- Selected text -

::::

The surgeon knew how risky the operation would be, but he also knew how desperate Norris was and how futile the other options were.
“When you’re missing the upper and lower lip, it’s a very difficult area to recreate,” Rodriguez told Curry. “We can give you some sense of normalcy, but it will never move normally. It won’t have normal sensation. You can’t drink and eat normally. You drool. We could have done surgery on him forever, but he never would have looked normal, functioned normally.”
All that stood in the way of the face transplant was finding a donor who had the right blood type and immune system, among other technical criteria.
In 2012, another family’s tragedy offered Norris the chance to once again lead a normal life.
Joshua Aversano, a young man from White Hall, Md., who had joined the Marines and was soon to head off to boot camp, had gone out on the town with a friend. As Aversano walked across the street he was hit by a fast-moving van.
The 21-year-old Aversano was airlifted to Shock Trauma, the very hospital where Norris was a patient.
When his parents, Randy and Gwen Aversano, arrived at the hospital, they learned that even though there was barely a mark on their son’s body, his brain had been damaged too severely for him to survive.
Asked to donate their son’s organs, the Aversanos didn’t hesitate.
But then the doctors asked something the Aversanos couldn’t have expected: would they be willing to donate their son’s face to a man who had also experienced a tragic accident?
Though it was an unimaginably difficult request, the Aversanos were touched by Norris’s case. “He was our son’s age, maybe a year older, when he went through this devastating accident,” Gwen Aversano said. “And living as a recluse for all those years had to be horrible for him.”

::::

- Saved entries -
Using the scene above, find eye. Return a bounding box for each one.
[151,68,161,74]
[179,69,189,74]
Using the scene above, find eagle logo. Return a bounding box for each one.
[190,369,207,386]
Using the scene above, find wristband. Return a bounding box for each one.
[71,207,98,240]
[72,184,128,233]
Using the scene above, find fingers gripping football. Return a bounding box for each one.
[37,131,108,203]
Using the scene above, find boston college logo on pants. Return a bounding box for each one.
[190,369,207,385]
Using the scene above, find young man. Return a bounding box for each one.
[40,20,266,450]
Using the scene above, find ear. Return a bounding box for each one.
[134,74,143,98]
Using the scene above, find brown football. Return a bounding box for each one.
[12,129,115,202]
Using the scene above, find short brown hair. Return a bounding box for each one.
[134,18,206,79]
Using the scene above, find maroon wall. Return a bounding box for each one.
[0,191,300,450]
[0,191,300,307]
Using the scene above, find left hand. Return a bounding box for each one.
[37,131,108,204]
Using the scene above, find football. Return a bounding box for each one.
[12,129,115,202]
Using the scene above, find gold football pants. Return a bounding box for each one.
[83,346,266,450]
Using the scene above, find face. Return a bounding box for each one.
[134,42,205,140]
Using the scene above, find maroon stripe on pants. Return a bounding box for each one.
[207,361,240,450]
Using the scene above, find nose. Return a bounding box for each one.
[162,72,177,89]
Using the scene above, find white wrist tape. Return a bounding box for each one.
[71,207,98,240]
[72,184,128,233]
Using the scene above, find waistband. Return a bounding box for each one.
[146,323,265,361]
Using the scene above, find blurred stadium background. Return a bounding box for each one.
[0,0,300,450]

::::

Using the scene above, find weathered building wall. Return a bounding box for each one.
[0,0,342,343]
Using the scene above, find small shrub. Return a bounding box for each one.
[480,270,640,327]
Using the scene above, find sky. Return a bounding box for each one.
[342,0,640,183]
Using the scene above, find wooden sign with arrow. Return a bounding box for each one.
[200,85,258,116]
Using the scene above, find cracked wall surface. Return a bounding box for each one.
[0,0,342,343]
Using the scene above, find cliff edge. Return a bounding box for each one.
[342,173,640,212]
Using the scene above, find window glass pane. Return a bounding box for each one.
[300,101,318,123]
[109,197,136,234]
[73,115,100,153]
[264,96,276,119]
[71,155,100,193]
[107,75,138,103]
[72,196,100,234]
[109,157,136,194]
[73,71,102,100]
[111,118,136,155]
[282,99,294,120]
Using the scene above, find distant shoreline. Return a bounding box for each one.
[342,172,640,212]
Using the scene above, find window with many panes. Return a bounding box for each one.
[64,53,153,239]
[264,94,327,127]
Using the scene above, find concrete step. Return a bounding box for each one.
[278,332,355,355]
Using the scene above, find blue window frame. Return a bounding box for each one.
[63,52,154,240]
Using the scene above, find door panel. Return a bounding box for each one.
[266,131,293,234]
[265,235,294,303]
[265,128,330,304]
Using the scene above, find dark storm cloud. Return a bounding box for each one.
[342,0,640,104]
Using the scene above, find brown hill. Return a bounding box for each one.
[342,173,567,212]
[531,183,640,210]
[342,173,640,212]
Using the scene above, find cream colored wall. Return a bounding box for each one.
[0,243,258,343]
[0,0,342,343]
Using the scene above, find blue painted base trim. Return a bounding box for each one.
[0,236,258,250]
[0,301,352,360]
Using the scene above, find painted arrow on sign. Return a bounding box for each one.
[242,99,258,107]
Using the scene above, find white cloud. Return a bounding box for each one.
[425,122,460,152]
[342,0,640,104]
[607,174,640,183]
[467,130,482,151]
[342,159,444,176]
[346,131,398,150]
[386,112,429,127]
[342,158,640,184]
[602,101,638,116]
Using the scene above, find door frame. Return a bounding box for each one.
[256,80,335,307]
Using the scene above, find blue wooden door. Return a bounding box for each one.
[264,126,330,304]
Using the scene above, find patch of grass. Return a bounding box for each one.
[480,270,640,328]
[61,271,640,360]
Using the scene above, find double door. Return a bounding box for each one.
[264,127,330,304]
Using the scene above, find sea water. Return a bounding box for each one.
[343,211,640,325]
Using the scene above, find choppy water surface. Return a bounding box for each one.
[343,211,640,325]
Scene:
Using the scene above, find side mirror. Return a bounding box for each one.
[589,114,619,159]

::::

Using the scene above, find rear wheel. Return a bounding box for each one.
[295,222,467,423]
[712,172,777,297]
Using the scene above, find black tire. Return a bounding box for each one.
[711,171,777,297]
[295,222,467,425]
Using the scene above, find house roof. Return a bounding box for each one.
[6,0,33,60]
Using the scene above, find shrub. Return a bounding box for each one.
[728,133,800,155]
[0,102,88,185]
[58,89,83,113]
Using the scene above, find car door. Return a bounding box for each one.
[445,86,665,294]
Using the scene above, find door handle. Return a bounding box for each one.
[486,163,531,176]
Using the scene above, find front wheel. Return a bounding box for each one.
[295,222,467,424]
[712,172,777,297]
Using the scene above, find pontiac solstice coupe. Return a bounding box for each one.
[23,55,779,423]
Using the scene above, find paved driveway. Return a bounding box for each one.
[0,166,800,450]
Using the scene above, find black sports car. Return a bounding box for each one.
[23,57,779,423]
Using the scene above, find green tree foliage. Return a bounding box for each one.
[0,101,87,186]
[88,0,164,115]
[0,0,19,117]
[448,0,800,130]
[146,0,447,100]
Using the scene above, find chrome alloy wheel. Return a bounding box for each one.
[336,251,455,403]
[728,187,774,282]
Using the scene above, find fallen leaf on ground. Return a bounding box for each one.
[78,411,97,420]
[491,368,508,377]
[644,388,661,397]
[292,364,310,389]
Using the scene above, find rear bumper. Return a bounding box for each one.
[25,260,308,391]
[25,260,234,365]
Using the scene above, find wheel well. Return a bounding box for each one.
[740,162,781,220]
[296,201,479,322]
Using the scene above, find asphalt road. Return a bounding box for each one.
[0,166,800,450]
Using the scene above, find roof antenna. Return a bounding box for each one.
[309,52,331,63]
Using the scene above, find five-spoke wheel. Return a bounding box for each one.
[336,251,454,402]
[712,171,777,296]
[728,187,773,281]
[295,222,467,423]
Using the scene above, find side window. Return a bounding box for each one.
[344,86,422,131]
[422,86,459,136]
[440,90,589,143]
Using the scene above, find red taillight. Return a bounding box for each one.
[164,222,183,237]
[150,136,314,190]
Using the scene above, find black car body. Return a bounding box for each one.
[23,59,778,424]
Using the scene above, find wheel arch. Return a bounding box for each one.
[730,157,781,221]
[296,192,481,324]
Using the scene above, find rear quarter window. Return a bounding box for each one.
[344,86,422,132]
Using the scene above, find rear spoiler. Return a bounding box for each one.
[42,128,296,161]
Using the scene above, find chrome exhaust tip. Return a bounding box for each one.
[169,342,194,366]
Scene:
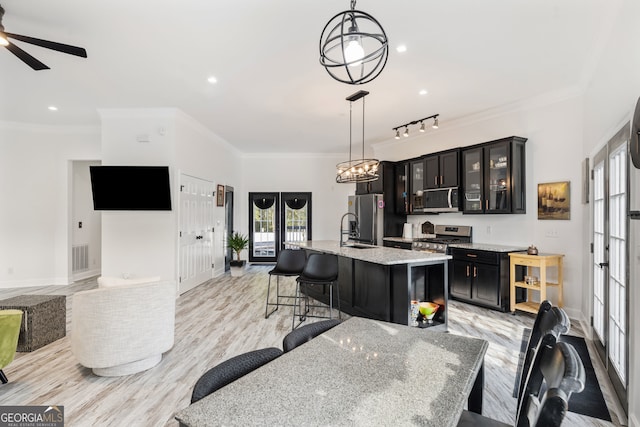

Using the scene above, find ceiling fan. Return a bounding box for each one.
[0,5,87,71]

::::

- What you need to do -
**a.** Answer these questions about the face transplant passage:
(i) In what year did another family's tragedy give Norris the chance to lead a normal life again?
(ii) What was Joshua Aversano soon to head off to after joining the Marines?
(iii) To which hospital was Aversano airlifted?
**b.** Write what comes next in the face transplant passage, picking up right after its final sentence.

- Responses -
**a.**
(i) 2012
(ii) Boot camp
(iii) Shock Trauma

**b.**
Norris was summoned back to Shock Trauma and asked if he was sure he wanted to take the risk of a surgery that might not only make things worse, but could also kill him. Norris was adamant that he wanted to go forward and told doctors: “If I do die, I want to donate everything, everything, to help other people.”
Although the surgery took longer than anticipated because of the heavily scarred tissue on Norris’s face, Rodriguez and his team of 150 eventually managed to transplant all the bones and tissue, connecting up nerves and blood vessels.
Ultimately the complex surgery may have come with an added bonus – a lower risk of rejection because the transplanted jawbone contained large amounts of marrow, which produces immune cells called lymphocytes.
The hope is that these cells “will interact with the recipient’s immune system,” said Dr. Rolf Barth, a member of Norris’s transplant team who has been managing his immune suppression. “Research has suggested that these cells might decrease the chances of rejection or even help develop a state of immune tolerance in which the body doesn’t reject the graft at all.”
And so far, it looks like that’s what’s happening in Norris’s body.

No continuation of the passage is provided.